§ **About this task**
Reproduce every one of the rows below word for word, leaving out the pictures.
--- Data records ---
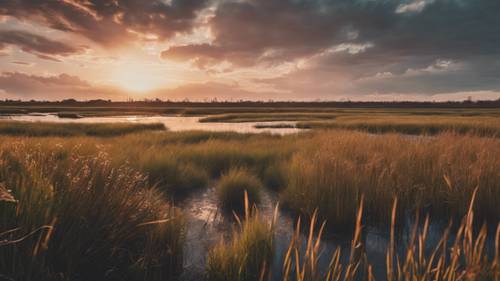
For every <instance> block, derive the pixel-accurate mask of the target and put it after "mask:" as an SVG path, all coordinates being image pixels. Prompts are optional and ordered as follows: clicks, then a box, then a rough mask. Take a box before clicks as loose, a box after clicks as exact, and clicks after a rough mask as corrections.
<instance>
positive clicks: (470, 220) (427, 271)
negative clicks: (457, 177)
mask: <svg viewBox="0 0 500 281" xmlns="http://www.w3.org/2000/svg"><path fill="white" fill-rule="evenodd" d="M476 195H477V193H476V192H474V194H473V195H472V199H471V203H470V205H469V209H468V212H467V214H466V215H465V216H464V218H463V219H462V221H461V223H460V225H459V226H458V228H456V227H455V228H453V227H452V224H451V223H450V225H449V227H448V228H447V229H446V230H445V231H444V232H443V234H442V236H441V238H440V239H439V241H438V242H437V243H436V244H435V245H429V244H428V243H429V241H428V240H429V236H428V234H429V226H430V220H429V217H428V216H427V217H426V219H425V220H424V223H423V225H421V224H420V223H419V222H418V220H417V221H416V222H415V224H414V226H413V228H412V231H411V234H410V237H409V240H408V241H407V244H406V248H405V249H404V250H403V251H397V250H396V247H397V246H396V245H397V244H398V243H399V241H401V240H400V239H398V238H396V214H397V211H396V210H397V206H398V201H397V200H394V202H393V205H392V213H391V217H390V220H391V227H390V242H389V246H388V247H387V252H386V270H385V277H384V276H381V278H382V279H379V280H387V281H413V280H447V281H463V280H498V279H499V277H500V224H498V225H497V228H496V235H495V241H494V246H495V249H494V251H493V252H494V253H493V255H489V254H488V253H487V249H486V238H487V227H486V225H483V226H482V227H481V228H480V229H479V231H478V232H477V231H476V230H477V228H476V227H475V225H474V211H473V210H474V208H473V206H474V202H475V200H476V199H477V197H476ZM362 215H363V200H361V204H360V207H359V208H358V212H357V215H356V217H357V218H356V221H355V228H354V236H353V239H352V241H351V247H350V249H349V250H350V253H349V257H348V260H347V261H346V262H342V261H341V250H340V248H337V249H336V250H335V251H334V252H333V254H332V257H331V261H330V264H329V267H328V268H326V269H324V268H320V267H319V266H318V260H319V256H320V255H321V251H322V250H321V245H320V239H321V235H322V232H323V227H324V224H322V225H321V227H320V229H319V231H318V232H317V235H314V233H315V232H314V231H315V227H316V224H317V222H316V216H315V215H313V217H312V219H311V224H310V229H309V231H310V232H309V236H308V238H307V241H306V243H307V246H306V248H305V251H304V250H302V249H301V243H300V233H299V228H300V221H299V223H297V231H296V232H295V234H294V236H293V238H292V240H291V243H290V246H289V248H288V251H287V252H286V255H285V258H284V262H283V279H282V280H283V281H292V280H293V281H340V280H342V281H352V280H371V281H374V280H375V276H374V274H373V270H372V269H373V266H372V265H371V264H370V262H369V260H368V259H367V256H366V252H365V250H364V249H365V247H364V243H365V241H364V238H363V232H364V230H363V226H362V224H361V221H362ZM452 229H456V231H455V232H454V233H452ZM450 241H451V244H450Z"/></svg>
---
§ **Expected answer**
For every <instance> block, derive the pixel-accurate mask of the target and put it after "mask:" as an SVG path, all coordinates being image pixels. Prompts are optional and ordered as follows: clicks, then a box, then a rough mask. Take a box before clicks as loose, a box after clicks as exact, and clicks after a rough mask as corrections.
<instance>
positive clicks: (470, 220) (427, 271)
negative clicks: (457, 177)
mask: <svg viewBox="0 0 500 281" xmlns="http://www.w3.org/2000/svg"><path fill="white" fill-rule="evenodd" d="M476 195H477V193H476V192H474V194H473V195H472V199H471V203H470V205H469V209H468V212H467V214H466V215H465V216H464V218H463V219H462V221H461V223H460V225H459V226H458V228H456V227H455V228H453V227H452V224H451V223H450V225H449V227H448V228H447V229H446V230H445V231H444V232H443V234H442V236H441V238H440V239H439V241H438V242H437V243H436V244H435V245H429V244H428V243H429V241H428V240H429V236H428V234H429V226H430V220H429V217H428V216H427V217H426V219H425V220H424V223H423V225H421V224H420V223H419V222H418V220H417V221H416V222H415V224H414V226H413V228H412V231H411V234H410V237H409V240H408V241H407V244H406V248H405V249H404V250H403V251H397V250H396V247H397V246H396V245H397V244H398V243H399V241H401V240H400V239H398V238H396V214H397V211H396V210H397V206H398V201H397V200H394V202H393V205H392V213H391V217H390V220H391V227H390V242H389V246H388V247H387V252H386V270H385V277H384V276H381V278H382V279H379V280H387V281H413V280H447V281H463V280H498V279H499V277H500V224H498V225H497V228H496V235H495V241H494V246H495V249H494V251H493V252H494V253H493V255H489V254H488V253H487V249H486V238H487V227H486V225H483V226H482V227H481V228H480V229H479V231H478V232H477V231H476V230H477V228H476V227H475V225H474V211H473V210H474V208H473V206H474V202H475V200H476V199H477V197H476ZM362 215H363V200H361V204H360V207H359V208H358V212H357V215H356V217H357V218H356V221H355V228H354V236H353V239H352V241H351V247H350V249H349V250H350V253H349V257H348V260H347V261H346V262H342V261H341V250H340V248H337V249H336V250H335V251H334V252H333V254H332V257H331V261H330V264H329V267H328V268H326V269H324V268H320V267H319V266H318V260H319V256H320V255H321V251H322V250H321V245H320V239H321V235H322V232H323V227H324V224H322V225H321V227H320V229H319V231H318V232H317V235H314V233H315V232H314V231H315V227H316V224H317V222H316V216H315V215H313V217H312V219H311V224H310V229H309V231H310V232H309V236H308V238H307V241H306V243H307V246H306V248H305V251H304V250H302V249H301V243H300V233H299V228H300V221H299V223H297V231H296V232H295V234H294V236H293V238H292V240H291V243H290V246H289V248H288V251H287V252H286V255H285V258H284V262H283V279H282V280H283V281H292V280H293V281H340V280H342V281H352V280H371V281H374V280H375V276H374V274H373V270H372V269H373V266H372V265H371V264H370V262H369V260H368V259H367V256H366V252H365V250H364V249H365V247H364V243H365V241H364V238H363V232H364V230H363V226H362V224H361V221H362ZM452 229H456V231H455V232H454V233H452ZM450 241H451V244H450Z"/></svg>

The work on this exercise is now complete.